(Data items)
--- START ---

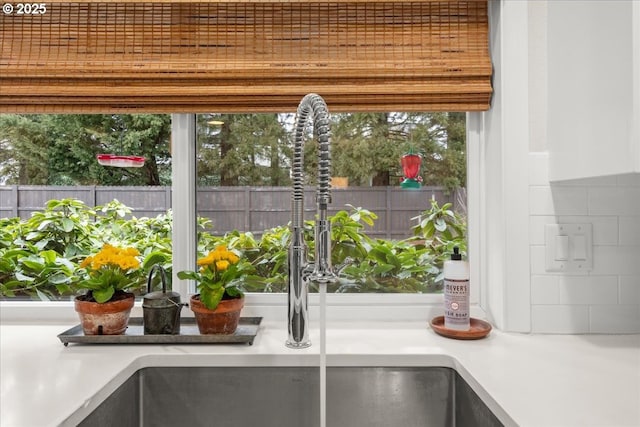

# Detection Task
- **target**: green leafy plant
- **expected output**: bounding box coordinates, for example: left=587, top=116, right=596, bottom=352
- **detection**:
left=412, top=200, right=467, bottom=281
left=77, top=243, right=140, bottom=304
left=178, top=245, right=252, bottom=310
left=18, top=198, right=99, bottom=258
left=0, top=199, right=467, bottom=299
left=0, top=249, right=76, bottom=301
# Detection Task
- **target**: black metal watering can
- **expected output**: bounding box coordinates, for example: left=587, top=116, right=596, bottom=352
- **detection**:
left=142, top=264, right=187, bottom=335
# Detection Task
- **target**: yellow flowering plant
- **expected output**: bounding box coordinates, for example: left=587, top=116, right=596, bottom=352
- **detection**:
left=178, top=245, right=252, bottom=310
left=78, top=243, right=140, bottom=303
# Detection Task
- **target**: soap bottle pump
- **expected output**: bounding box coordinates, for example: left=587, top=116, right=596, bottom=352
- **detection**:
left=444, top=246, right=471, bottom=331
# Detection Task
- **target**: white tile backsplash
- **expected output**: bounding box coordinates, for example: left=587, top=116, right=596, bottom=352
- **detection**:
left=529, top=186, right=588, bottom=215
left=588, top=186, right=640, bottom=216
left=529, top=152, right=640, bottom=334
left=531, top=304, right=589, bottom=334
left=618, top=276, right=640, bottom=305
left=558, top=276, right=618, bottom=305
left=618, top=216, right=640, bottom=246
left=531, top=276, right=560, bottom=305
left=589, top=304, right=640, bottom=334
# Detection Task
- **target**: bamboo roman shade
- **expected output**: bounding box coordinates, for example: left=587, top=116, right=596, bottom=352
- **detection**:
left=0, top=0, right=492, bottom=113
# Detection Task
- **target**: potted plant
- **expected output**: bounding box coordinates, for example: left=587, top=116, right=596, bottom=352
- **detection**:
left=178, top=245, right=252, bottom=334
left=75, top=243, right=140, bottom=335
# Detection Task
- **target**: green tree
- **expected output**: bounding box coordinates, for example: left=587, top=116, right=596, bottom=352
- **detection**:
left=328, top=113, right=466, bottom=189
left=0, top=114, right=171, bottom=185
left=197, top=114, right=291, bottom=186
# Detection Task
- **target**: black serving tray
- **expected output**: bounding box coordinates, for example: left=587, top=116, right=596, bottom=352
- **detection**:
left=58, top=317, right=262, bottom=347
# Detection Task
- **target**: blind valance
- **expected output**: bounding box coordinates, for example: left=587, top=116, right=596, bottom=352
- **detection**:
left=0, top=0, right=492, bottom=113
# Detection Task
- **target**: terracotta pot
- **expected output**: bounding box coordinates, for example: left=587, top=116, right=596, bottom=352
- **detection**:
left=190, top=295, right=244, bottom=335
left=75, top=293, right=135, bottom=335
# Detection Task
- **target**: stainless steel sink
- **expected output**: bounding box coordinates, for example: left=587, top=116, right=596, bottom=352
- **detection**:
left=80, top=367, right=502, bottom=427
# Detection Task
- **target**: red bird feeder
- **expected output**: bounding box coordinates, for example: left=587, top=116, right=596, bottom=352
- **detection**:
left=400, top=149, right=422, bottom=188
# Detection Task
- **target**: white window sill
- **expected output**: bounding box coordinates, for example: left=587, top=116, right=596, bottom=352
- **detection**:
left=0, top=293, right=485, bottom=324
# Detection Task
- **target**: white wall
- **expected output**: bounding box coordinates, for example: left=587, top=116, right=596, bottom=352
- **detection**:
left=481, top=0, right=640, bottom=333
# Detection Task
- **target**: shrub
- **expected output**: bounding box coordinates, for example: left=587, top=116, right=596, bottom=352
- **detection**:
left=0, top=199, right=467, bottom=300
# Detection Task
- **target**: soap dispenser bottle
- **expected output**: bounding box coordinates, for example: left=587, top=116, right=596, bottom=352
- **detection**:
left=444, top=246, right=471, bottom=331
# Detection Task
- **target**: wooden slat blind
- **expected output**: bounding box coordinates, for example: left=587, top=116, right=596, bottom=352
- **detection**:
left=0, top=0, right=492, bottom=113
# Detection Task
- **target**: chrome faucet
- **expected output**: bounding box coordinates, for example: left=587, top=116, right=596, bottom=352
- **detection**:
left=286, top=93, right=336, bottom=348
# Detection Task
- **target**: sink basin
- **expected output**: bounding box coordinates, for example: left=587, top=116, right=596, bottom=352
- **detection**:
left=80, top=367, right=502, bottom=427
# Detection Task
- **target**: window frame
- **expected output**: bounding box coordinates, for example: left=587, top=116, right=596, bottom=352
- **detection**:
left=0, top=112, right=487, bottom=324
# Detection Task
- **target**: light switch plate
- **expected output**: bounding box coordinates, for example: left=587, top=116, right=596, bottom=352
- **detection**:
left=545, top=223, right=593, bottom=273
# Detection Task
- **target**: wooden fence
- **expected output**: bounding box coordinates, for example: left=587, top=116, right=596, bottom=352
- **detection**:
left=0, top=185, right=466, bottom=238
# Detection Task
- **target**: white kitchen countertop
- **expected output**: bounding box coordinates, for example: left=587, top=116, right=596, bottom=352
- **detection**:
left=0, top=322, right=640, bottom=427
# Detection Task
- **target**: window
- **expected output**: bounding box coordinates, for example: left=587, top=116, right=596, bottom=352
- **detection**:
left=0, top=115, right=171, bottom=300
left=196, top=113, right=466, bottom=293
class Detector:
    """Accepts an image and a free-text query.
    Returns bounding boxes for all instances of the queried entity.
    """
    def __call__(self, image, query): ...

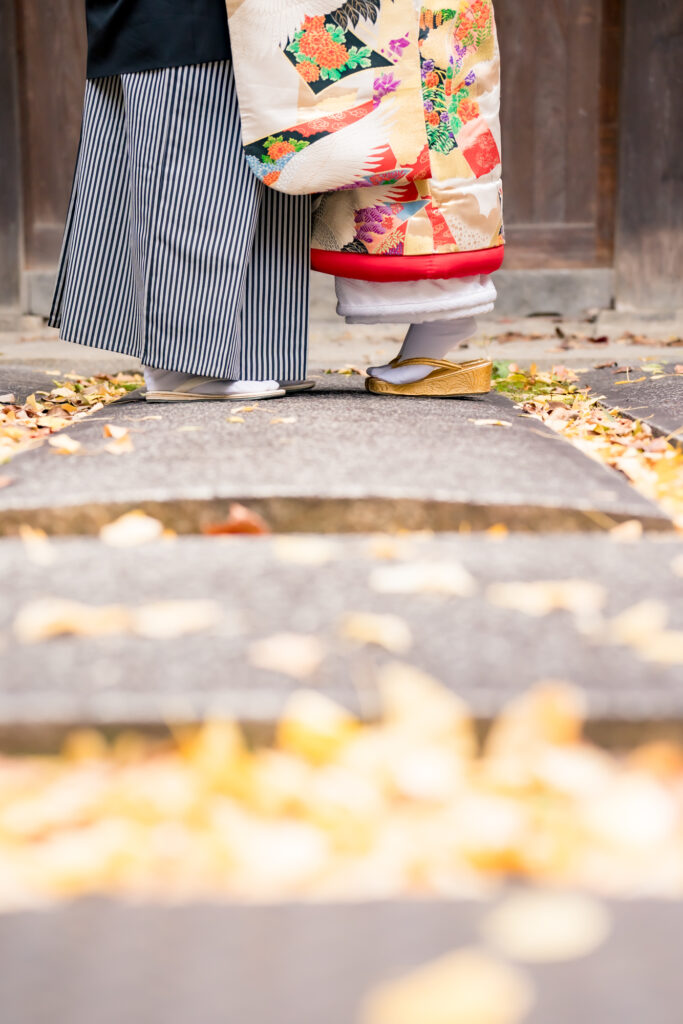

--- END ---

**What the task asks**
Please gather every line of the data above that contains the word "green".

**Exercise answer**
- **target**: green leafy plant
- **target**: green tree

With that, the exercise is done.